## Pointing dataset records
— start —
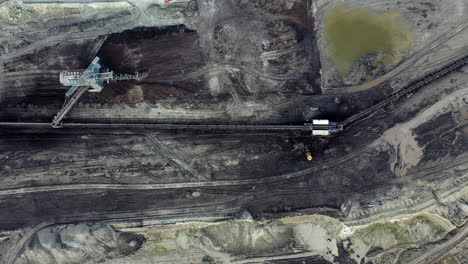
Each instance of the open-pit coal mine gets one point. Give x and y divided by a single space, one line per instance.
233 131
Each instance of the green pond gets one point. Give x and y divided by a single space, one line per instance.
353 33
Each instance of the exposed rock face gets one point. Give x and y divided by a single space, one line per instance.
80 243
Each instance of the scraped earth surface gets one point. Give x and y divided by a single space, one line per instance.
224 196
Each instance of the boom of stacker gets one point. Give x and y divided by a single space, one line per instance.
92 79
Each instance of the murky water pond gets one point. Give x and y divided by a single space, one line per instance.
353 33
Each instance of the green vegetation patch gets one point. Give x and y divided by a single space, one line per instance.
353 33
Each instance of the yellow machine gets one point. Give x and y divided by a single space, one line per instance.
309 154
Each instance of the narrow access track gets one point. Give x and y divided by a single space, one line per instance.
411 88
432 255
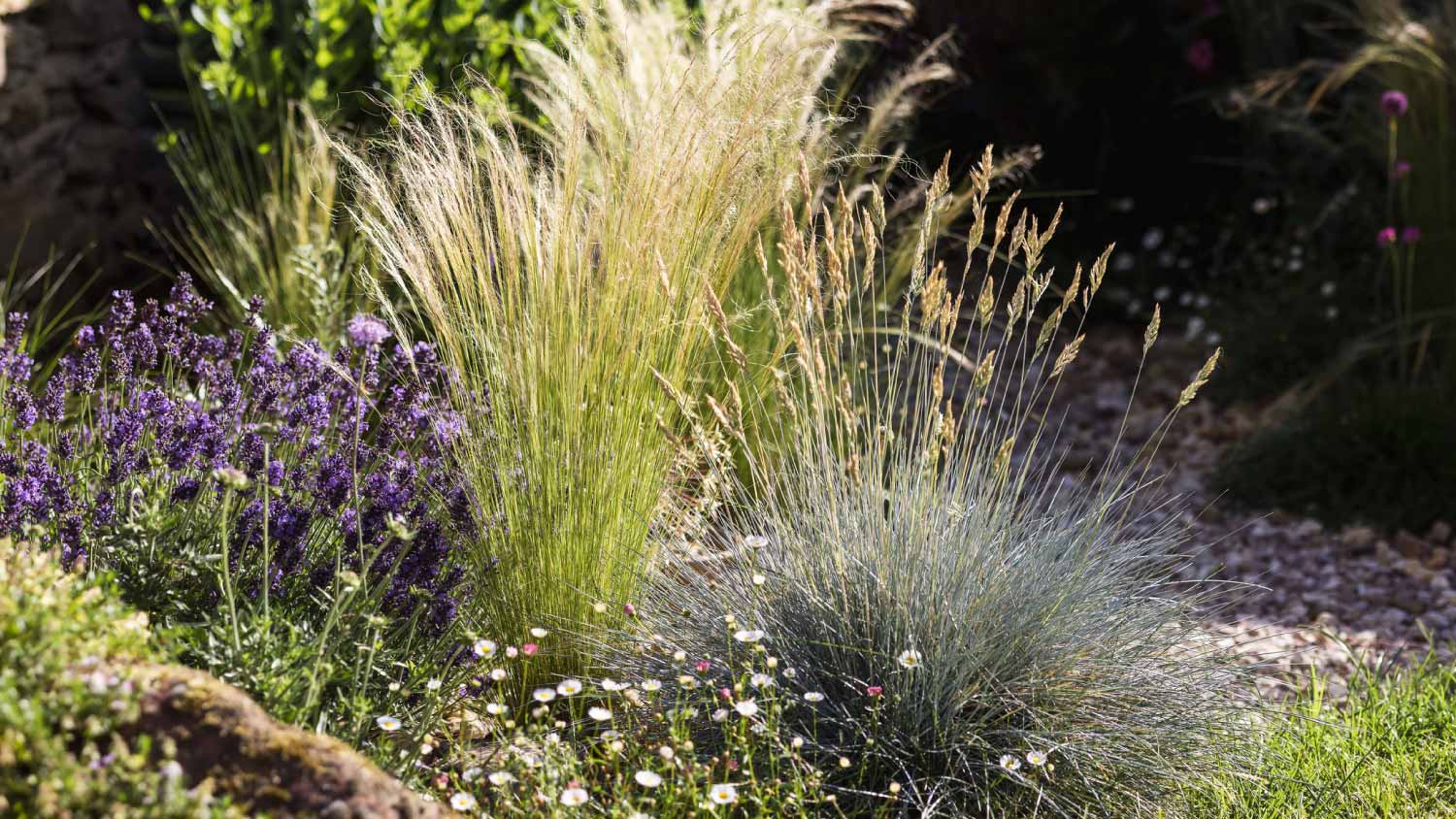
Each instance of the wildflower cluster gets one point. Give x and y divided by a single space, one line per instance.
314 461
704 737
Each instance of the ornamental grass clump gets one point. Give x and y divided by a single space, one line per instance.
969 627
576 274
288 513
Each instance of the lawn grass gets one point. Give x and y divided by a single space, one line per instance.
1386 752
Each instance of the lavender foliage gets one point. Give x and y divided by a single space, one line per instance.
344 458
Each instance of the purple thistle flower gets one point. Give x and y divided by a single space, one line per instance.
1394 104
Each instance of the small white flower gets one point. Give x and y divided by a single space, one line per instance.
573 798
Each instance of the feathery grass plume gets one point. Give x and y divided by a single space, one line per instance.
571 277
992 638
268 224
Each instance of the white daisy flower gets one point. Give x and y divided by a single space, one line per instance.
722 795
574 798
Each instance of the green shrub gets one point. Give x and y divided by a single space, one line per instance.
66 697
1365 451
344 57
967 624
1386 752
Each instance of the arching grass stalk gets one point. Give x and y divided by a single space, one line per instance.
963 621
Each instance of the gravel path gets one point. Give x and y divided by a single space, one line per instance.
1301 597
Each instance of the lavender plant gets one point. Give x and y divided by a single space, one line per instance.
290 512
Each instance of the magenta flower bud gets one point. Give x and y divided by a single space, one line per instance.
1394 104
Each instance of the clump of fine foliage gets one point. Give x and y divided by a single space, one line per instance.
— end —
## WHAT THE TASK ASKS
Render all of the records above as a numbered list, one line per item, with blank lines left out. Leave the pictures out of the list.

## SOLUTION TO THIS EXERCISE
1. Each instance of the open-pit coal mine gets one point. Give x and y divided by a single space, one line per instance.
2. 233 131
3. Each instance of the green pond gets one point. Give x and y divided by a single space, one line per instance.
4. 353 33
5. Each instance of the exposed rock face gets one point. Give x and y divided by a single space, one line per instance.
6. 80 243
7. Each instance of the scraped earth surface gets one point. Give x and y divided by a single space, one line per instance.
8. 224 196
9. Each instance of the boom of stacker gets one point. Give x and y divided by a single space, one line per instance.
10. 92 79
11. Each instance of the murky water pond gets one point. Give x and y divided by a single space, one line per instance.
12. 353 33
13. Each instance of the green vegetation patch gets one point. Give x and y divided by a single space, one line per instance.
14. 353 33
15. Each instance of the yellow machine gets one point. Give x and y divided by a single space, one line per instance.
16. 309 154
17. Each instance of the narrow access track gets one point. Give x and y divided by a single space, one line per instance.
18. 411 88
19. 432 255
20. Each instance of the wildflower cluster gets one point. Give x and y divided by a single space, one line per instance.
21. 314 461
22. 704 737
23. Each instance of the ornamental grass clump gets one point. Give x and y divided by a single space, one line per instance.
24. 969 627
25. 576 274
26. 288 513
27. Each instance of the lawn grass gets one point. Give x and y divided by a single space, one line per instance.
28. 1386 752
29. Each instance of the lavender foliage gets one point. Give x and y divided by a single space, one line per instance.
30. 344 458
31. Each instance of the purple thistle flower gets one point. Give x and y divided by a single space, one line per instance.
32. 1394 104
33. Each instance of the small white flower gets one point. Give x and y divided by a single space, one line per instance.
34. 573 798
35. Each instance of the feathery grass plume gets one point. Give x and y divided by a single space, one line per instance.
36. 571 277
37. 992 638
38. 268 224
39. Each instance of the white daisy flower gets one point. Give x and y divided by a single space, one line per instance.
40. 722 795
41. 574 798
42. Each instance of the green shrub gets one point. Give x and y divided by a single space, one line per instance.
43. 66 697
44. 1365 451
45. 344 57
46. 967 624
47. 1386 752
48. Each instance of the arching grass stalk gets one point. Give x and y divided by a single space, one line per instance.
49. 963 621
50. Each instance of the gravel path gets one point. Give x and y divided by a single space, one line per instance.
51. 1301 597
52. Each instance of the lavender plant gets one point. Give x and y divided by a single space, one line per instance.
53. 290 512
54. Each instance of the magenta flower bud gets one point. Give x and y divided by a single space, one line per instance.
55. 1394 104
56. Each instance of the clump of fine foliage gets one point. Give x and y divided by a single space, one line per instance.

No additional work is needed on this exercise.